- Try it: Could the lines from the top of the material to the line that contains "Target: broad green leaf" be retyped exactly, both included and pictures omitted?

#### Given data ####

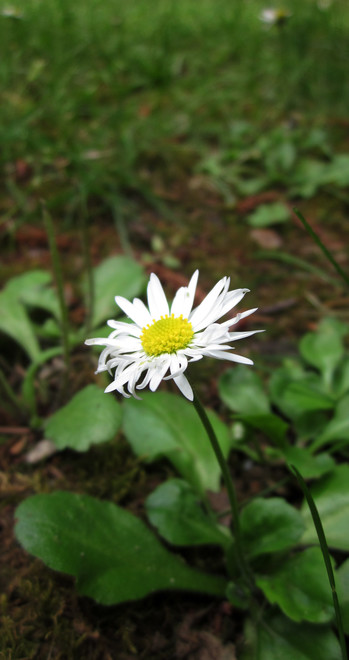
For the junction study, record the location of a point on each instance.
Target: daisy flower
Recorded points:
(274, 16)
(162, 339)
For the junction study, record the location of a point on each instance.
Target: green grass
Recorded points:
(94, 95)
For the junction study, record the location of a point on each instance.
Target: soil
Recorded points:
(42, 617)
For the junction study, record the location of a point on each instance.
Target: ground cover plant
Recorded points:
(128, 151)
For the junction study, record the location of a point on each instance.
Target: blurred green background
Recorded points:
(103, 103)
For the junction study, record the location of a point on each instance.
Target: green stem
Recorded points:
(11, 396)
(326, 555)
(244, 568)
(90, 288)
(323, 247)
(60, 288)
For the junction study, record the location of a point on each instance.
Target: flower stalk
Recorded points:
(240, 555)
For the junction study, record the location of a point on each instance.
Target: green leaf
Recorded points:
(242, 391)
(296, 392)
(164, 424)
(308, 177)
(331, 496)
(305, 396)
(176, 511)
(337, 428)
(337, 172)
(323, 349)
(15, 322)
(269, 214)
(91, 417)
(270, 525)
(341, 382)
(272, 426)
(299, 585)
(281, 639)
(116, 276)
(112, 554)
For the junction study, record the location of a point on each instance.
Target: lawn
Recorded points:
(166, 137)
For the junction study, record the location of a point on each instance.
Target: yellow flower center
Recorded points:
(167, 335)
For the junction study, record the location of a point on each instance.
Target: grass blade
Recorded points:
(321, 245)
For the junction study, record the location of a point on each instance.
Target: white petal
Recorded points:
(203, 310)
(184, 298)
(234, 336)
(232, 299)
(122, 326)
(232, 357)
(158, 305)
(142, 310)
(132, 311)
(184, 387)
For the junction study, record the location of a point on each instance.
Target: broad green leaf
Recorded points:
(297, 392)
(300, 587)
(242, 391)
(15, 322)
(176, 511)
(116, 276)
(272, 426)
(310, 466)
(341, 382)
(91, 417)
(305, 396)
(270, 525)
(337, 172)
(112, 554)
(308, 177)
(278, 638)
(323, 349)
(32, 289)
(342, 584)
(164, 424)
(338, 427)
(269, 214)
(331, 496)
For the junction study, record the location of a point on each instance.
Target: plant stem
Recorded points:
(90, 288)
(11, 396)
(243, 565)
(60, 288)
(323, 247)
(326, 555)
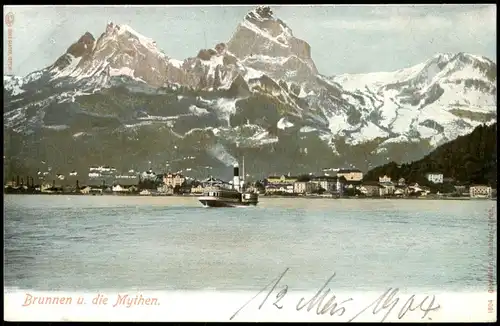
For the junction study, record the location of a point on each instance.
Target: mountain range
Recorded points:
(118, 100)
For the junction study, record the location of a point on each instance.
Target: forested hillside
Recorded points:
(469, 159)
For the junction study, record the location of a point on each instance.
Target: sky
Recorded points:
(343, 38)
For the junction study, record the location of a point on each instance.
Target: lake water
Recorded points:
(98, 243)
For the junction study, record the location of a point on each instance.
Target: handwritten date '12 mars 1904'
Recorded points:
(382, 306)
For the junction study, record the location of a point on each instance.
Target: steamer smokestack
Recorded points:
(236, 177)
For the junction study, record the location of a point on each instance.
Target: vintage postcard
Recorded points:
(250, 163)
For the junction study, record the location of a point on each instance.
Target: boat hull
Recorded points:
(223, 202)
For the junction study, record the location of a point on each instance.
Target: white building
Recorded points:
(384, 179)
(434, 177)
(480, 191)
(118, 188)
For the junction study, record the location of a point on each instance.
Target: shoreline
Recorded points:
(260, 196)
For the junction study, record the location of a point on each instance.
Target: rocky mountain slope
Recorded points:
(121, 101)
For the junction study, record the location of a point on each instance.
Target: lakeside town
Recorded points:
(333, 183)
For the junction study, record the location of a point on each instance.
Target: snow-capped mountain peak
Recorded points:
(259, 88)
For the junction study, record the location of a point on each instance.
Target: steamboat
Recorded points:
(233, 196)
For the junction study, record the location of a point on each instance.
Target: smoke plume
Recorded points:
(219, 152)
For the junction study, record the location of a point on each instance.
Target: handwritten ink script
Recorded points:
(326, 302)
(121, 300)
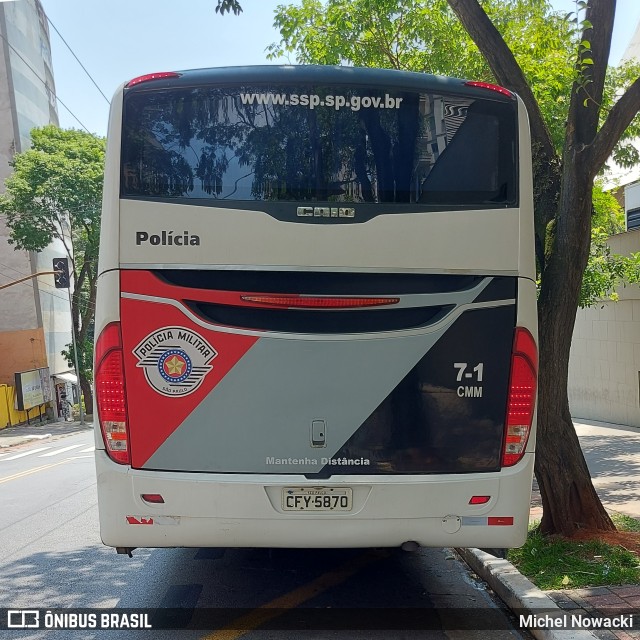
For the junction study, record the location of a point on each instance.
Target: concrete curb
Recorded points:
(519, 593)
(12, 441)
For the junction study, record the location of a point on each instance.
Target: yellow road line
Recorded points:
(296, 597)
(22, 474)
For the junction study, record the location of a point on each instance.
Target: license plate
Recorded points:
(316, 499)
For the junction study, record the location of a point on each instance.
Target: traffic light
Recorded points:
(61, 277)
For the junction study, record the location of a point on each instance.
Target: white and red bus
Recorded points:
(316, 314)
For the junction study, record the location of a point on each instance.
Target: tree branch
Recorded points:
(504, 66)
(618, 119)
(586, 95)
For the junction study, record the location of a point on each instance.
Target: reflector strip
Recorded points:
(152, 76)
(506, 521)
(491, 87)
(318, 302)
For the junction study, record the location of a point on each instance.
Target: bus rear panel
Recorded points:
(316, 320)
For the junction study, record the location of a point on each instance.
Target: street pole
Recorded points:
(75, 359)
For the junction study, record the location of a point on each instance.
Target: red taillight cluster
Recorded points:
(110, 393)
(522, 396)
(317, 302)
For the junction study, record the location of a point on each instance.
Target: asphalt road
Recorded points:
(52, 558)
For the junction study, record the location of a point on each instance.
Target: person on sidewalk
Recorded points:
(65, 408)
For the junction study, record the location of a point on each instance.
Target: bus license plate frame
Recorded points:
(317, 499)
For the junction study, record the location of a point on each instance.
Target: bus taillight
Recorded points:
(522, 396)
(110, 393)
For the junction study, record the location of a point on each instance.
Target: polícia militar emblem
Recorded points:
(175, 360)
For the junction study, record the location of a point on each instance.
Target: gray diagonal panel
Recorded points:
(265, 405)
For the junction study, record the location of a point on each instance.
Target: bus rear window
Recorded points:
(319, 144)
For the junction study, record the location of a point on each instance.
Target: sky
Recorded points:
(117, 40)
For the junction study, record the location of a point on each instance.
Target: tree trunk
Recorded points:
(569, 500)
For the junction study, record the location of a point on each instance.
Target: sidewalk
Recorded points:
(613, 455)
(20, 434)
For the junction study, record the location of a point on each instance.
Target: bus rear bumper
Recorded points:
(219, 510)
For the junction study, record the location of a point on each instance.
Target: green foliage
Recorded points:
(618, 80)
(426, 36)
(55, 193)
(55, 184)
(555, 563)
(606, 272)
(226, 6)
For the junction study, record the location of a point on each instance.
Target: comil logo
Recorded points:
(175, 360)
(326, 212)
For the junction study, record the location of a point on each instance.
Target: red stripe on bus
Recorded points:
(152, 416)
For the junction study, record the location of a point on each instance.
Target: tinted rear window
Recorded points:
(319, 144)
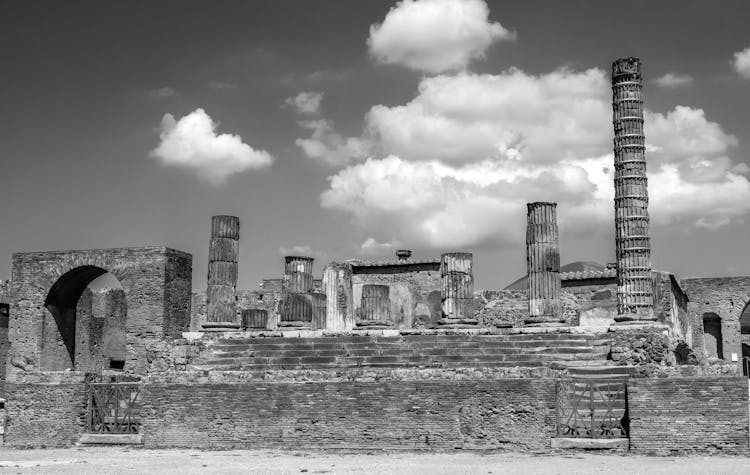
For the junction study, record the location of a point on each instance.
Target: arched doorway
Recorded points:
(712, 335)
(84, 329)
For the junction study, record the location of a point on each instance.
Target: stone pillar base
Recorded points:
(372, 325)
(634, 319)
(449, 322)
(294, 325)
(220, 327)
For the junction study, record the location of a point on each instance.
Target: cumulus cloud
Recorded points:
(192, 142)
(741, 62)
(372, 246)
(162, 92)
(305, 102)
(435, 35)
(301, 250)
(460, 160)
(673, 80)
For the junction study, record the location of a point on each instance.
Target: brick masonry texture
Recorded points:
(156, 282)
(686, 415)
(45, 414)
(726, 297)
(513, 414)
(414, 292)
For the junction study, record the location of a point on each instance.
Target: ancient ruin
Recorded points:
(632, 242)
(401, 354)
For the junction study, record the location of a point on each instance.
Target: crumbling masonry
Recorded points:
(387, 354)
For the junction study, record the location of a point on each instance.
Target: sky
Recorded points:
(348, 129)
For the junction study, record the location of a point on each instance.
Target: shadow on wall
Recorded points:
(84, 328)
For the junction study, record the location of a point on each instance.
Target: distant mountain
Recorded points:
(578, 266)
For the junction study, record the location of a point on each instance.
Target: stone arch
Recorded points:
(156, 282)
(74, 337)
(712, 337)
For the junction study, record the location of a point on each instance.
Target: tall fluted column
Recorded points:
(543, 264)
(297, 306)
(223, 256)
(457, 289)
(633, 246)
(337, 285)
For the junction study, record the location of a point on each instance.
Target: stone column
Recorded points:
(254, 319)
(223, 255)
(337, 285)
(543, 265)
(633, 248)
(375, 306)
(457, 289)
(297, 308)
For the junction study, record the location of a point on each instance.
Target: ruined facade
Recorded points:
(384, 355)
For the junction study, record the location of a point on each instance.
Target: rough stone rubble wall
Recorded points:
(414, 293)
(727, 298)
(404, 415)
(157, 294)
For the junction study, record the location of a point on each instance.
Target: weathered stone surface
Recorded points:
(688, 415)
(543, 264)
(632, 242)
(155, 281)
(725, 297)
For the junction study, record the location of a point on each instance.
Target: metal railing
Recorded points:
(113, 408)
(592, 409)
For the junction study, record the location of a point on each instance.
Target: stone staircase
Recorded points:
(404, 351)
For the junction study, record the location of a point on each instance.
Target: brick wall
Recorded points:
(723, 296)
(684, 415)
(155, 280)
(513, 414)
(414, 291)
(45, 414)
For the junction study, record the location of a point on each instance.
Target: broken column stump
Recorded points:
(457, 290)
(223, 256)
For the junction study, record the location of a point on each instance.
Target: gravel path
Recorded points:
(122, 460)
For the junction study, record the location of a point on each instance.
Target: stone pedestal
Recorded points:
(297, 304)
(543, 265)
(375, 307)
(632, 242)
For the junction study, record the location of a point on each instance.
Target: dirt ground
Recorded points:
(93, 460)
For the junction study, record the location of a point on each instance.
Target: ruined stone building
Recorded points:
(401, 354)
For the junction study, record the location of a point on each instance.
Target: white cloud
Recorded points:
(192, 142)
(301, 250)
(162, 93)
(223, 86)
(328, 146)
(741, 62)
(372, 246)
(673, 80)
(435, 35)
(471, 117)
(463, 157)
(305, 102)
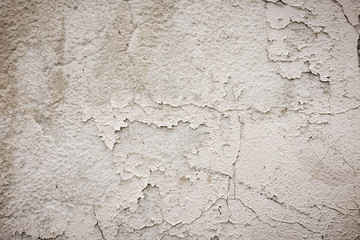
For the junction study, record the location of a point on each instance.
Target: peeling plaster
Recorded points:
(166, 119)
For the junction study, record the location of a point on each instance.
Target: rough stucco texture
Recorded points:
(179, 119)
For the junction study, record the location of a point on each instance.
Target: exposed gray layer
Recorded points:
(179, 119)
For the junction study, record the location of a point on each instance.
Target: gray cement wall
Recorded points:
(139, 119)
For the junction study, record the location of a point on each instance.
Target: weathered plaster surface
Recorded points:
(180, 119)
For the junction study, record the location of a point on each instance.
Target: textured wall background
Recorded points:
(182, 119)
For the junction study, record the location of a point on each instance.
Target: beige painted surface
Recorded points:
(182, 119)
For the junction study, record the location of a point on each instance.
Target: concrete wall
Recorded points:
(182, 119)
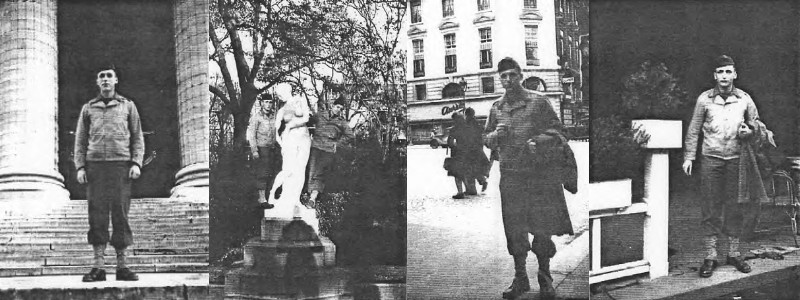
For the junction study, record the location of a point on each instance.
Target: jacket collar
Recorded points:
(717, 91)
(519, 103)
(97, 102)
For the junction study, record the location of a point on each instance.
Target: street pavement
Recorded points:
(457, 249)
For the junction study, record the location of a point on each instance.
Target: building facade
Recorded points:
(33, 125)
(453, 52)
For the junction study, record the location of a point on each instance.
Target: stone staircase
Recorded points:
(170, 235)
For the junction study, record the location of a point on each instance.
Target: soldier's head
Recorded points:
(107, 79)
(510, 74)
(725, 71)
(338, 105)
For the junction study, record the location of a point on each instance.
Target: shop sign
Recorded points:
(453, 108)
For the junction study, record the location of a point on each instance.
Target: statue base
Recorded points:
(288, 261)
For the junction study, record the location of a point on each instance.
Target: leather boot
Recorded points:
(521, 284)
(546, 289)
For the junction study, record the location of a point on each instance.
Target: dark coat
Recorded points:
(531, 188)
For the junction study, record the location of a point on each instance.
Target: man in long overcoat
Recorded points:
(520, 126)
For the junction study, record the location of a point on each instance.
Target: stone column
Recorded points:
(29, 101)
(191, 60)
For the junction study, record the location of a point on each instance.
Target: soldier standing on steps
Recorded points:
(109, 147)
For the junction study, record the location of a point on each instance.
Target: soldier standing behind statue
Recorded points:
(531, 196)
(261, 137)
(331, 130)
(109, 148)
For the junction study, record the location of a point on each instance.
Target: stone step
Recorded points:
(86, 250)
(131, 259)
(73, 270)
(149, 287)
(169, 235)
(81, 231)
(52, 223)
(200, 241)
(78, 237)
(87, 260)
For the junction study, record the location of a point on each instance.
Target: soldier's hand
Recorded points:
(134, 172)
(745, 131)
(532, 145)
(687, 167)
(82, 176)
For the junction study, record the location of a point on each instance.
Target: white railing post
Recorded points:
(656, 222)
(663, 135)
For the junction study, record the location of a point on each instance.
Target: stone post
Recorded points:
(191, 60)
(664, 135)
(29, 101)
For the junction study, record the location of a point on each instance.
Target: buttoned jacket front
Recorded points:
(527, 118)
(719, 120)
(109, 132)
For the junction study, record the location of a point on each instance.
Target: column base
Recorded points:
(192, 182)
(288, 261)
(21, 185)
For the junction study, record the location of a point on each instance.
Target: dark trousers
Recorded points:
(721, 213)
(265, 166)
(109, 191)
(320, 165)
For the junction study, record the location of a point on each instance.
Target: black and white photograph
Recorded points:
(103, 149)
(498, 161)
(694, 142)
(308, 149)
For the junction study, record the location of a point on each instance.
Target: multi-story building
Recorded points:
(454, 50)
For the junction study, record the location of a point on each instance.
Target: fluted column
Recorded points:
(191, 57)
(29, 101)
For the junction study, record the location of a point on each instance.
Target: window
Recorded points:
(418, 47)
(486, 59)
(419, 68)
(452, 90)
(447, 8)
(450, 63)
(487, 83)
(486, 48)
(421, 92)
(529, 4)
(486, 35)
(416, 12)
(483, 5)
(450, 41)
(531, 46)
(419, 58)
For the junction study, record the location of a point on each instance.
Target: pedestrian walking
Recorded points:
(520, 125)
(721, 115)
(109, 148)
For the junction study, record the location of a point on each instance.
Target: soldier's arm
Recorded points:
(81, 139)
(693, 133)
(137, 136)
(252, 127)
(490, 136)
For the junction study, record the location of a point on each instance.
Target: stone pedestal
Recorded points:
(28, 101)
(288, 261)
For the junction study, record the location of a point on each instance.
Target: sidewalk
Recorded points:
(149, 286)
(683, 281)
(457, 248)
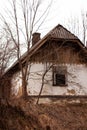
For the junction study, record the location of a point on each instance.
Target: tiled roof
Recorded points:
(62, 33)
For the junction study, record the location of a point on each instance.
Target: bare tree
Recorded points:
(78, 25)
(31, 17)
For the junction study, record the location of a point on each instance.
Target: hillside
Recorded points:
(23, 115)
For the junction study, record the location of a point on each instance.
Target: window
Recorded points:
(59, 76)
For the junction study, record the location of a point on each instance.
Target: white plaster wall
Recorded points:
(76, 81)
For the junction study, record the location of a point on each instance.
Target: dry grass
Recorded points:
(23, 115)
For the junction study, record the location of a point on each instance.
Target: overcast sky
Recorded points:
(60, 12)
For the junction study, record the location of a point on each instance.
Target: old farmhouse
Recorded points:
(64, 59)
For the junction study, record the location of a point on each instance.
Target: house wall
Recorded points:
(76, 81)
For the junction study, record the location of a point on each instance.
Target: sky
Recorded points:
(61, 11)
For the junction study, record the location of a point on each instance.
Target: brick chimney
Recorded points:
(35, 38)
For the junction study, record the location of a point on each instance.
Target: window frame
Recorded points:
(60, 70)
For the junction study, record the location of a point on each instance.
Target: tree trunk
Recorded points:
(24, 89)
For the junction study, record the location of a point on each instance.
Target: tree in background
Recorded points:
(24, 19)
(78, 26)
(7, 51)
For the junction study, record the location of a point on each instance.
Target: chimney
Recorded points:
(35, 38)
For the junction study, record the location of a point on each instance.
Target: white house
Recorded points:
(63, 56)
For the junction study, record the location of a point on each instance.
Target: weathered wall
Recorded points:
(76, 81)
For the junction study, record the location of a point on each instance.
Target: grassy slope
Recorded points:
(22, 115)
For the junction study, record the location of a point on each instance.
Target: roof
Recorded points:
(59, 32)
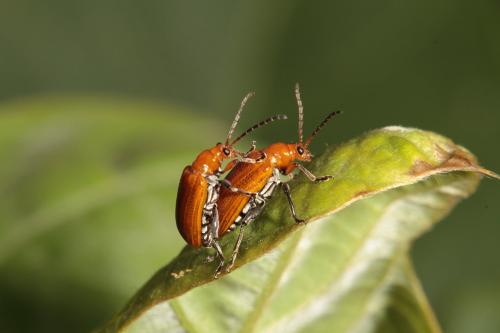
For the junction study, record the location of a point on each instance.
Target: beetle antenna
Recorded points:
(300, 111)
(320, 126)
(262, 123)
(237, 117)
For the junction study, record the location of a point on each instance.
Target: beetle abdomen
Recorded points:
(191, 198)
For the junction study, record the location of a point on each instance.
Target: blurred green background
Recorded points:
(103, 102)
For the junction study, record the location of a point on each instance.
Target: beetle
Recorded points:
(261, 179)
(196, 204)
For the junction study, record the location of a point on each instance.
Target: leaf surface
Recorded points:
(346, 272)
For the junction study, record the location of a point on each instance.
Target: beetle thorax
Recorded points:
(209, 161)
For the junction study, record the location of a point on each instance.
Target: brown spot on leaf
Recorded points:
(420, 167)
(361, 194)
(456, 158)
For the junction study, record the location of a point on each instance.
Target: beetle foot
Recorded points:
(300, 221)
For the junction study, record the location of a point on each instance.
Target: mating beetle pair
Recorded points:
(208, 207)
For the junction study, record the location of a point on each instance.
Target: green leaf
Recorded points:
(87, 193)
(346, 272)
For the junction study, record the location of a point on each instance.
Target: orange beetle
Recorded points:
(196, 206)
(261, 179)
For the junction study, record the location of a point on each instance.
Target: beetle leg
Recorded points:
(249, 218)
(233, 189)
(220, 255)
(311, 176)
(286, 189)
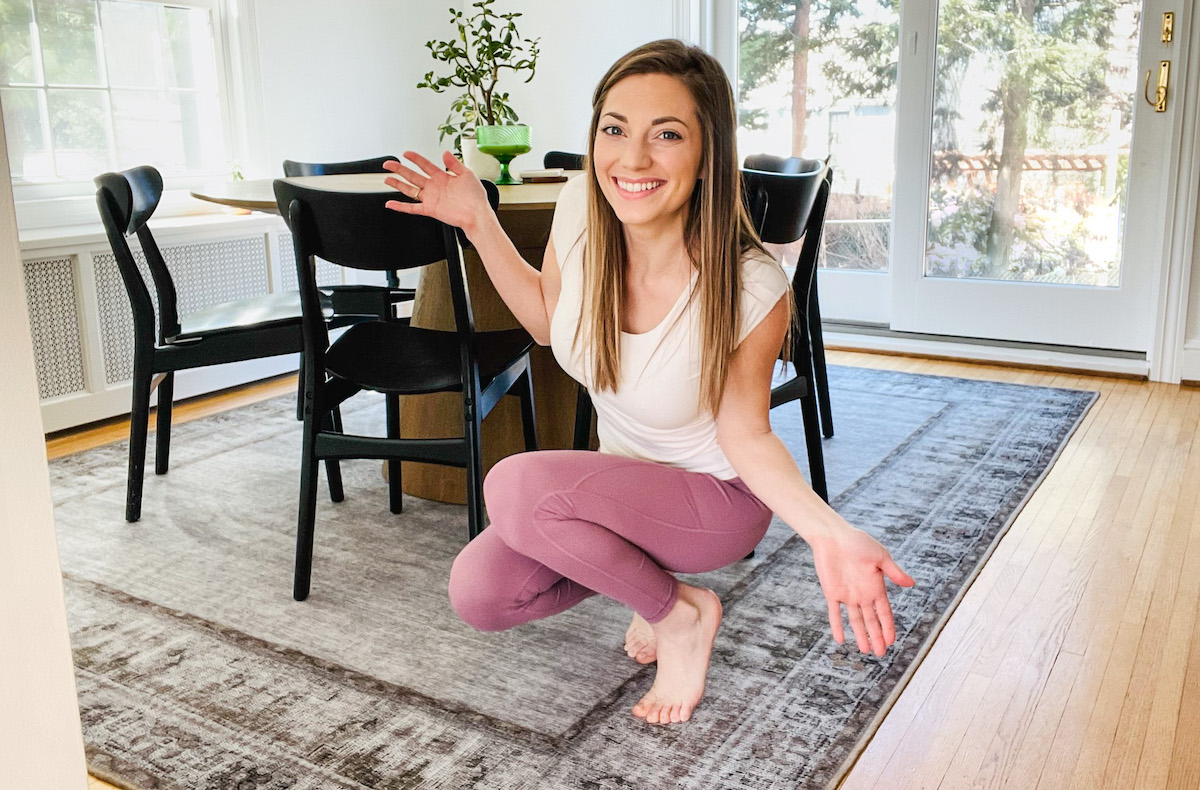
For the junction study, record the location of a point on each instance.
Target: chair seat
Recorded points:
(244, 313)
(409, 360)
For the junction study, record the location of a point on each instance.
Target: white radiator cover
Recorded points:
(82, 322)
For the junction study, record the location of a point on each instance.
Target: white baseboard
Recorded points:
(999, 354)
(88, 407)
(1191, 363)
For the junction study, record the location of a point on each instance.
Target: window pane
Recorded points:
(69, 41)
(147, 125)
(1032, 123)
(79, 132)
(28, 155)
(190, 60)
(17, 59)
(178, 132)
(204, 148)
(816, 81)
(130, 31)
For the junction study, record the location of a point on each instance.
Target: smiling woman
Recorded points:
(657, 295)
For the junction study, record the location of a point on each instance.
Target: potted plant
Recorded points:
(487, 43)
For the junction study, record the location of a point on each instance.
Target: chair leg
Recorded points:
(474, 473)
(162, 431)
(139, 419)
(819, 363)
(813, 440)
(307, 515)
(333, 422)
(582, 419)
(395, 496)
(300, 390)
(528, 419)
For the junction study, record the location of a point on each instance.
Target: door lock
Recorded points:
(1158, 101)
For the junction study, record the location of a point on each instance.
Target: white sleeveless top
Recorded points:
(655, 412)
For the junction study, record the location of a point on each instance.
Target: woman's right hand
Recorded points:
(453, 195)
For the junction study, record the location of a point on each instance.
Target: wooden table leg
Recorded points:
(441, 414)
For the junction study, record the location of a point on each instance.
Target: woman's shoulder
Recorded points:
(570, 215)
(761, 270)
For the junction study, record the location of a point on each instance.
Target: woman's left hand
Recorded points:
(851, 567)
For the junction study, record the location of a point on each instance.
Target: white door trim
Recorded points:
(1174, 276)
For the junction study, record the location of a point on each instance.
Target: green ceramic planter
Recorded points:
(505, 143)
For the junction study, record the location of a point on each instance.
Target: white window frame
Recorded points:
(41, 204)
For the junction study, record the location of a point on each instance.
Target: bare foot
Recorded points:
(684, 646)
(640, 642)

####

- Answer area:
For the junction study, record the location of a point on each instance.
Target: daisy flower
Recorded points:
(274, 16)
(162, 339)
For the junction study, record the location of a point on each instance.
Target: green grass
Recorded points:
(94, 95)
For the junction study, record the location of a point on each instance.
Target: soil
Recorded points:
(42, 617)
For the junction study, record the location of a point on each instance.
Target: ground cover plant
Recorded points:
(128, 151)
For the junction study, record the location of a point on each instance.
Target: blurred green background
Recorded points:
(103, 103)
For the junction study, record the location of a point on each instance.
Target: green stem
Recorded points:
(11, 396)
(326, 555)
(244, 568)
(90, 288)
(323, 247)
(60, 288)
For the junction study, record the location of a point on each instance.
Target: flower stalk
Recorded points:
(240, 555)
For the junction study, record the location of a point on each instance.
Target: green leaf
Recorded points:
(242, 391)
(296, 392)
(164, 424)
(308, 177)
(331, 496)
(305, 396)
(176, 511)
(337, 428)
(337, 172)
(323, 349)
(15, 322)
(269, 214)
(91, 417)
(270, 525)
(341, 382)
(272, 426)
(299, 585)
(281, 639)
(116, 276)
(112, 554)
For the junction study, record the location of a point on each instance.
Target: lawn
Recorded points:
(166, 137)
For the junction study, record the location of a point on each instance.
Target: yellow flower center
Recorded points:
(167, 335)
For the junction study, record the location of a point on each instance.
Target: grass blade
Recorded points:
(321, 245)
For the junction study, record the location of a point on each instance.
Target: white petal
Recorded points:
(203, 310)
(184, 298)
(234, 336)
(232, 299)
(122, 326)
(232, 357)
(158, 305)
(142, 310)
(132, 311)
(184, 387)
For the junction study, record the location of a point on each instance.
Target: broad green leaf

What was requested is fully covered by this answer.